* _DATA EXCERPTS_
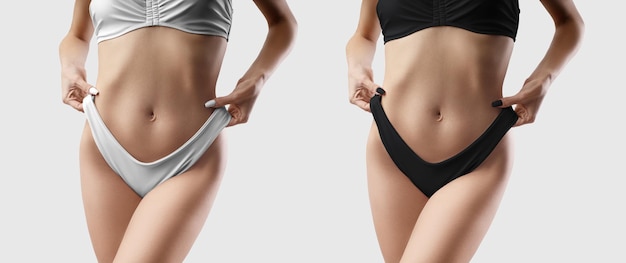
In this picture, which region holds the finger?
[76,79,97,95]
[89,87,100,96]
[361,79,380,96]
[226,106,248,127]
[67,100,83,112]
[204,93,233,108]
[352,99,371,112]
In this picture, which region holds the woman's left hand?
[206,78,263,127]
[493,78,550,126]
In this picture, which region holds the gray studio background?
[0,0,626,263]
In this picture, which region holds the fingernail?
[204,100,215,108]
[491,100,502,107]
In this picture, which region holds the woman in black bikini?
[346,0,584,263]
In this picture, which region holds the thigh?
[366,125,428,263]
[79,124,141,262]
[115,135,225,262]
[401,136,512,263]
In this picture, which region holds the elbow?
[268,15,298,38]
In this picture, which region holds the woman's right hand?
[61,68,95,112]
[348,68,380,112]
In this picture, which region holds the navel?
[148,111,156,122]
[435,111,443,121]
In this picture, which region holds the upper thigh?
[403,137,511,262]
[116,136,224,262]
[367,126,428,262]
[79,122,141,262]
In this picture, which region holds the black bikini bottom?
[370,89,518,197]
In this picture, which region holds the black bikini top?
[376,0,520,43]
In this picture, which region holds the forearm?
[59,35,89,70]
[242,19,297,83]
[529,15,584,85]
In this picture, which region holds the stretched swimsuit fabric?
[83,95,231,197]
[370,88,518,197]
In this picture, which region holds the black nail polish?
[491,100,502,107]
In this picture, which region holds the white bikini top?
[89,0,233,42]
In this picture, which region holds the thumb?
[204,93,233,108]
[362,79,380,94]
[76,79,97,95]
[491,96,518,108]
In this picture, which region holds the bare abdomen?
[90,27,226,162]
[382,27,512,162]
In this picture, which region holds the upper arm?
[355,0,381,42]
[68,0,94,42]
[254,0,296,26]
[541,0,583,26]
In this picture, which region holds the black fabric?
[370,91,518,197]
[376,0,520,43]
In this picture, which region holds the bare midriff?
[95,27,226,162]
[382,27,513,162]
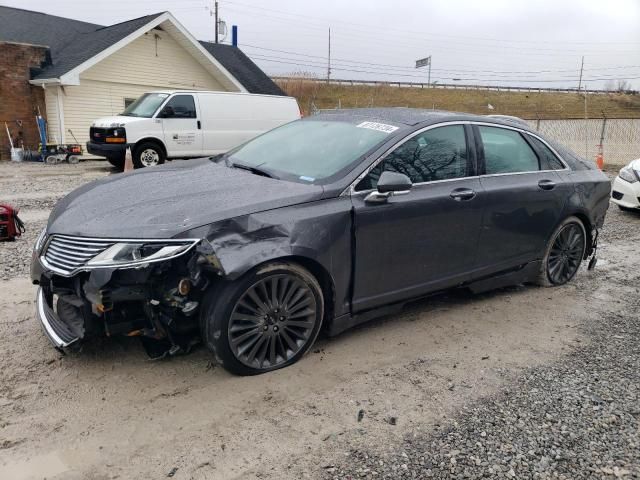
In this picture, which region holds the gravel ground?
[0,161,110,280]
[324,206,640,480]
[326,303,640,479]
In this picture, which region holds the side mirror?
[364,172,413,203]
[158,105,175,118]
[378,172,412,193]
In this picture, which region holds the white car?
[87,90,302,168]
[611,158,640,210]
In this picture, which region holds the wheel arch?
[234,255,336,329]
[131,137,167,158]
[554,210,594,260]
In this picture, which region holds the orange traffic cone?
[124,147,133,172]
[596,145,604,170]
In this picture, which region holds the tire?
[133,142,165,168]
[200,262,324,375]
[536,217,587,287]
[618,205,637,212]
[107,156,124,170]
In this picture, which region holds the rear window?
[527,135,564,170]
[478,127,540,175]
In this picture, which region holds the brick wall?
[0,42,47,160]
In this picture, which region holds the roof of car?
[311,107,529,130]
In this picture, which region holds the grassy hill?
[277,79,640,119]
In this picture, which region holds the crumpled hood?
[47,158,323,238]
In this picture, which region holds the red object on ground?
[596,145,604,170]
[0,204,24,241]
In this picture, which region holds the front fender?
[181,197,352,314]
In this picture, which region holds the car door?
[158,94,202,158]
[473,125,570,276]
[352,124,483,311]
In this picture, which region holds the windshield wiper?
[229,162,279,180]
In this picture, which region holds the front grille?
[44,235,115,274]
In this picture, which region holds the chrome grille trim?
[42,235,116,275]
[40,234,201,277]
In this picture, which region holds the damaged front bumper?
[36,287,80,349]
[31,236,222,358]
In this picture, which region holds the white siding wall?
[55,30,225,148]
[44,87,60,143]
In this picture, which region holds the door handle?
[538,180,556,190]
[449,188,476,202]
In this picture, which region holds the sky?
[0,0,640,90]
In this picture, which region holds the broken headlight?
[618,160,640,183]
[33,227,47,253]
[618,167,638,183]
[87,240,199,267]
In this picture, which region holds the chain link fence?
[527,118,640,165]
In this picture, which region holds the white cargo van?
[87,91,301,168]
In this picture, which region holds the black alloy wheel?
[546,219,586,285]
[228,274,317,369]
[200,261,324,375]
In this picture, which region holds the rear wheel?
[107,156,124,170]
[133,142,165,168]
[537,217,587,287]
[201,263,324,375]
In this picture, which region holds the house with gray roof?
[0,6,283,157]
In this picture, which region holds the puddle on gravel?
[0,452,69,480]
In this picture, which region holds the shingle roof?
[200,42,286,95]
[35,13,162,79]
[0,6,284,95]
[0,6,102,58]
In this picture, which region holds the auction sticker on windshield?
[356,122,399,133]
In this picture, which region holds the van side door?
[158,93,202,158]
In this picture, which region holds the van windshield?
[226,119,398,184]
[122,93,169,118]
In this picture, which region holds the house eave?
[29,78,62,87]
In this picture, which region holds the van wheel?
[200,262,324,375]
[133,142,165,168]
[107,156,124,170]
[536,217,587,287]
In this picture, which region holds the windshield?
[122,93,169,118]
[228,119,398,183]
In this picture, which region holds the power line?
[225,0,640,46]
[221,6,637,57]
[242,44,640,74]
[248,55,640,83]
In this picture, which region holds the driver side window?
[356,125,470,191]
[163,95,196,118]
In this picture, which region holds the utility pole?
[214,0,218,43]
[327,27,331,83]
[578,55,584,90]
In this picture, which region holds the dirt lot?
[0,162,640,480]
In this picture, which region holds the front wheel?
[107,155,124,170]
[201,263,324,375]
[133,142,165,168]
[537,217,587,287]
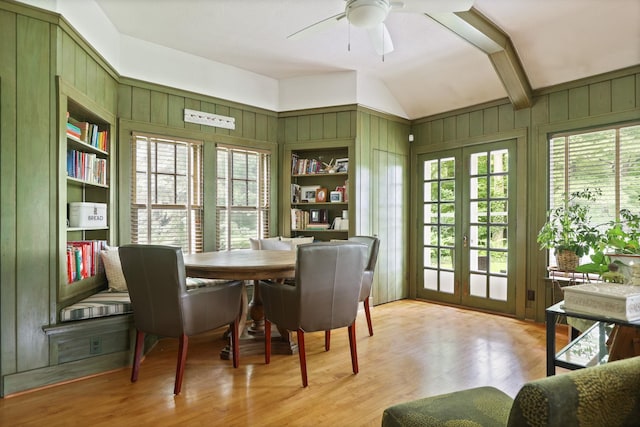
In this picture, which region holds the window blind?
[131,134,203,253]
[216,146,271,250]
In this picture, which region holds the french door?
[417,140,516,314]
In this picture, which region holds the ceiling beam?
[427,7,533,109]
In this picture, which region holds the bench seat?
[60,277,234,322]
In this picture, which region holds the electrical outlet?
[89,337,102,354]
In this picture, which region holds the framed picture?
[300,185,320,203]
[336,158,349,172]
[316,187,327,203]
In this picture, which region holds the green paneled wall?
[411,67,640,321]
[117,78,279,250]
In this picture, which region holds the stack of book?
[67,240,107,283]
[291,208,309,230]
[67,113,109,151]
[67,150,107,185]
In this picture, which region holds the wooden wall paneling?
[336,111,355,138]
[214,102,229,135]
[184,98,201,130]
[589,80,611,116]
[58,30,76,86]
[0,10,18,386]
[469,109,484,137]
[71,43,87,95]
[131,86,151,123]
[498,104,515,132]
[309,114,325,140]
[429,119,444,143]
[15,15,51,371]
[241,111,256,139]
[442,116,456,141]
[296,115,311,141]
[636,73,640,108]
[456,113,469,139]
[322,112,338,139]
[229,107,244,137]
[167,95,185,129]
[118,85,133,120]
[372,149,391,304]
[611,75,636,112]
[483,107,498,134]
[569,86,589,119]
[253,114,270,141]
[549,90,569,123]
[150,90,169,126]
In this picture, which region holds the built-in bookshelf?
[57,80,115,306]
[283,141,351,240]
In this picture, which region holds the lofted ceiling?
[96,0,640,119]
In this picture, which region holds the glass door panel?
[417,141,515,313]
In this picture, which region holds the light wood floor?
[0,300,566,427]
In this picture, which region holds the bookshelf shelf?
[282,140,353,240]
[67,176,109,188]
[56,78,116,308]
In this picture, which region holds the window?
[549,124,640,264]
[131,134,203,253]
[216,146,271,250]
[549,124,640,225]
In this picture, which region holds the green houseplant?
[537,188,602,271]
[576,209,640,283]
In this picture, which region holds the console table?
[545,301,640,376]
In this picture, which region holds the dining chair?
[119,245,242,394]
[261,242,367,387]
[324,236,380,351]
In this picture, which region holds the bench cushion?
[60,290,132,322]
[60,277,234,322]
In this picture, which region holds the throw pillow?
[100,246,128,292]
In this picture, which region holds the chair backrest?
[295,242,367,332]
[508,356,640,427]
[118,245,187,337]
[348,236,380,272]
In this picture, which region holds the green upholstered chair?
[382,356,640,427]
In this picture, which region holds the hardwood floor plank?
[0,300,567,426]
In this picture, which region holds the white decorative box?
[563,283,640,321]
[69,202,107,227]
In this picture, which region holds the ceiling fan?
[287,0,473,55]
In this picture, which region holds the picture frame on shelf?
[329,191,342,203]
[335,158,349,172]
[300,185,320,203]
[316,187,327,203]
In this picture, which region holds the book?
[563,283,640,321]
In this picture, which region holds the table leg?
[545,311,556,377]
[220,280,298,360]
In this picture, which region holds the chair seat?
[382,387,513,427]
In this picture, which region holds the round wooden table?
[184,249,298,359]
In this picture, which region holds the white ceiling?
[96,0,640,119]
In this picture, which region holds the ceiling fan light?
[347,0,391,28]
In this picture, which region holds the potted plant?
[577,209,640,283]
[537,188,603,271]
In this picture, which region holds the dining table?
[184,249,298,359]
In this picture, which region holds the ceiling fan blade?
[389,0,474,13]
[287,12,347,40]
[367,22,393,55]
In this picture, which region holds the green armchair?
[382,356,640,427]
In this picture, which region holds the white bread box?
[69,202,107,227]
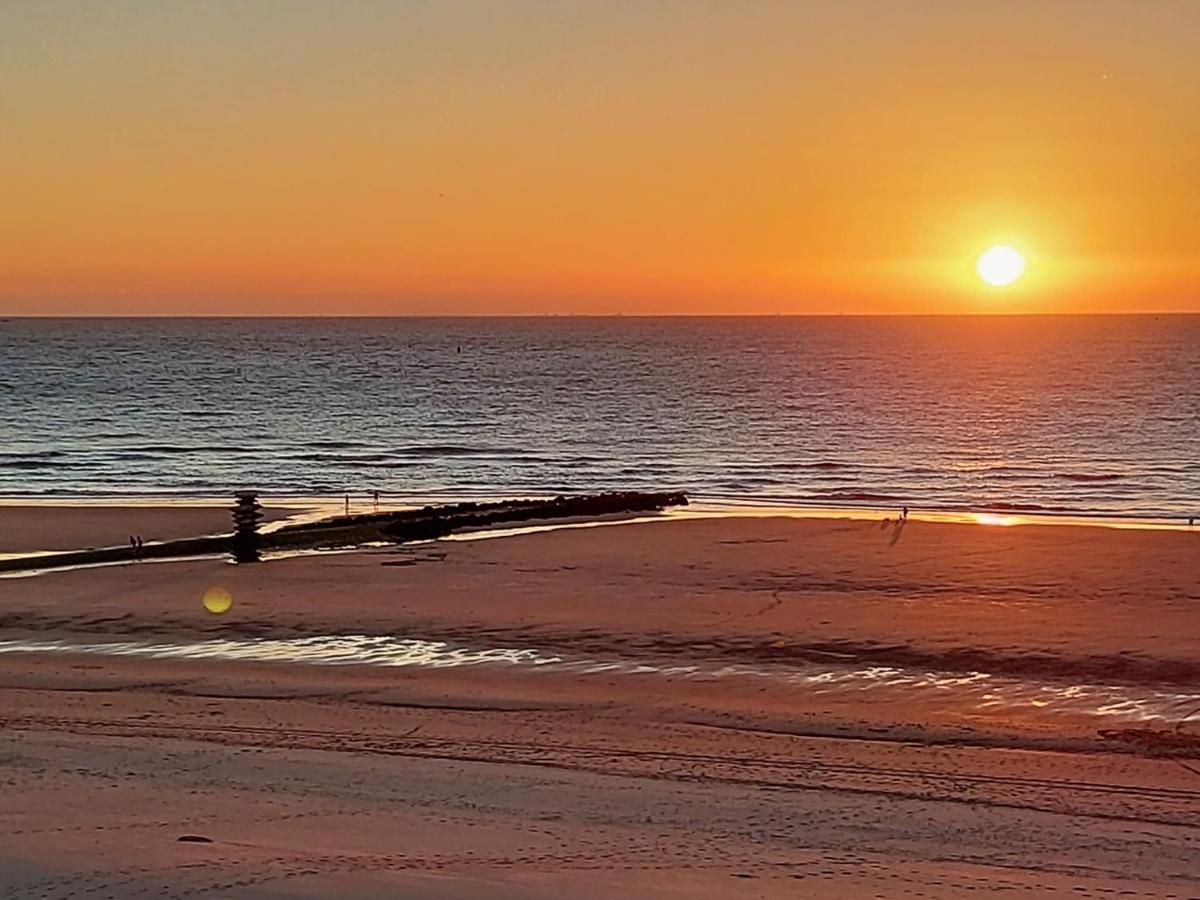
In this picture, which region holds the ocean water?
[0,316,1200,516]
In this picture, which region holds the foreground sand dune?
[0,518,1200,898]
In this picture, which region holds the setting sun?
[976,245,1025,288]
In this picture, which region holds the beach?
[0,509,1200,898]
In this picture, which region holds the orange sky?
[0,0,1200,314]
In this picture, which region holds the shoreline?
[0,508,1200,900]
[0,491,1200,532]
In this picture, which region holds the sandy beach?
[0,504,298,553]
[0,508,1200,899]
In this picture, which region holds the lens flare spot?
[202,588,233,616]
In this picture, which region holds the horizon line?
[0,310,1200,323]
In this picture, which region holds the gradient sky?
[0,0,1200,314]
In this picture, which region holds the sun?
[976,244,1025,288]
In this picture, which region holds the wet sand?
[0,518,1200,898]
[0,504,296,553]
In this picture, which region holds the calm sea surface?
[0,316,1200,515]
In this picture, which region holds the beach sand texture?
[0,510,1200,898]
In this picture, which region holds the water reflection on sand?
[0,635,1200,722]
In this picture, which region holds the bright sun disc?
[976,245,1025,288]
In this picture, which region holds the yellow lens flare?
[200,588,233,616]
[976,244,1025,288]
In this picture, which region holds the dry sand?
[0,518,1200,899]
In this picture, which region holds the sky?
[0,0,1200,316]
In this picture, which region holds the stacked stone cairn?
[230,491,263,563]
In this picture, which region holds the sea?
[0,316,1200,518]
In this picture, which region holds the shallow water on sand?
[0,635,1200,724]
[0,316,1200,517]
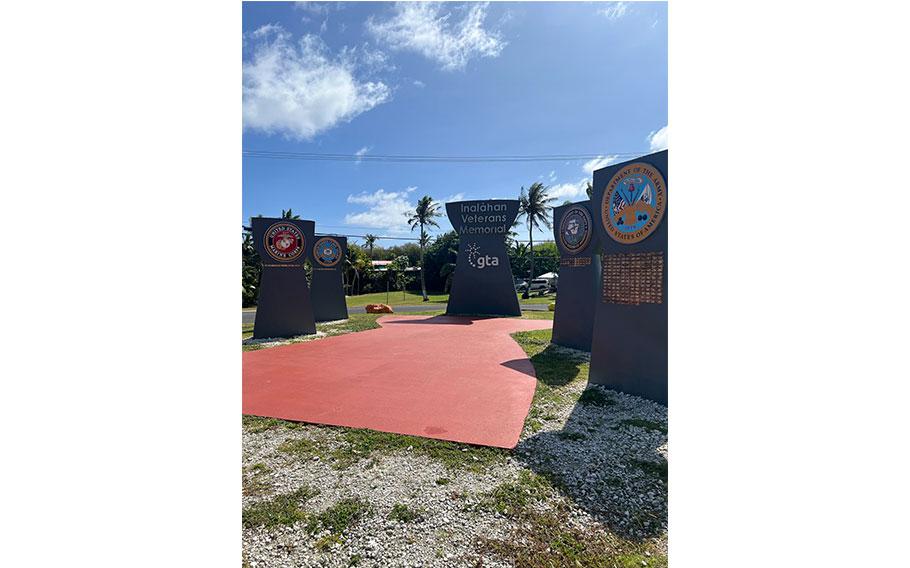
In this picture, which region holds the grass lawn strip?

* _PROBLEM STATEMENT_
Reproduce verbatim the lines starting at the one containing "In this picture, which region holds the thumb?" and ending at the one containing "[378,172,412,193]", both included. Omit the pictures from your output.

* _EXERCISE RESPONSE_
In this picture, which region holds the thumb?
[204,93,233,108]
[362,79,380,94]
[76,79,97,95]
[491,96,518,108]
In this picture, which region holds the bare abdomen?
[90,27,226,162]
[382,27,512,162]
In this picture, which region holds the upper arm?
[355,0,381,42]
[68,0,94,42]
[254,0,296,26]
[541,0,583,26]
In this picture, which region holds the black fabric?
[370,91,518,197]
[376,0,520,43]
In this picture, which region holds the bare midriff?
[95,27,226,162]
[382,27,513,162]
In this picture, which region holds the gravel ground?
[0,161,110,280]
[324,206,640,480]
[326,303,640,479]
In this picture, which region holds the side mirror?
[364,172,413,203]
[158,105,175,118]
[378,172,412,193]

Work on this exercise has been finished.